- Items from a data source
_ _ _

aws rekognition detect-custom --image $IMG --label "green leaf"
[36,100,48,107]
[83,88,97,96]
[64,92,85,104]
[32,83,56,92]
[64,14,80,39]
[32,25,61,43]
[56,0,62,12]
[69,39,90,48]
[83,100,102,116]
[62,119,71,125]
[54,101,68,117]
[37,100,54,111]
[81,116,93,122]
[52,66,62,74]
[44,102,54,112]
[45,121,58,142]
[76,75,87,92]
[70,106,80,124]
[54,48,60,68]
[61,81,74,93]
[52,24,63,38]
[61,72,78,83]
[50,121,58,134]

_ _ _

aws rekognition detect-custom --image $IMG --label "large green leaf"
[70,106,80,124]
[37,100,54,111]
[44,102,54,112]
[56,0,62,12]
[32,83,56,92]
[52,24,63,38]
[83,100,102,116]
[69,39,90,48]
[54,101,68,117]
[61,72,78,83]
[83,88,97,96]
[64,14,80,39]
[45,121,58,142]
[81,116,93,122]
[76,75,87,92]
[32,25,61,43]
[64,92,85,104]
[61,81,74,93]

_ _ _

- What the task asks
Pick out every line in the records above that contains the string "rekognition", and copy each of those lines.

- Completed task
aws rekognition detect-custom --image $IMG --label "green leaf"
aws rekognition detect-custom --image $IMG --label "large green leaf"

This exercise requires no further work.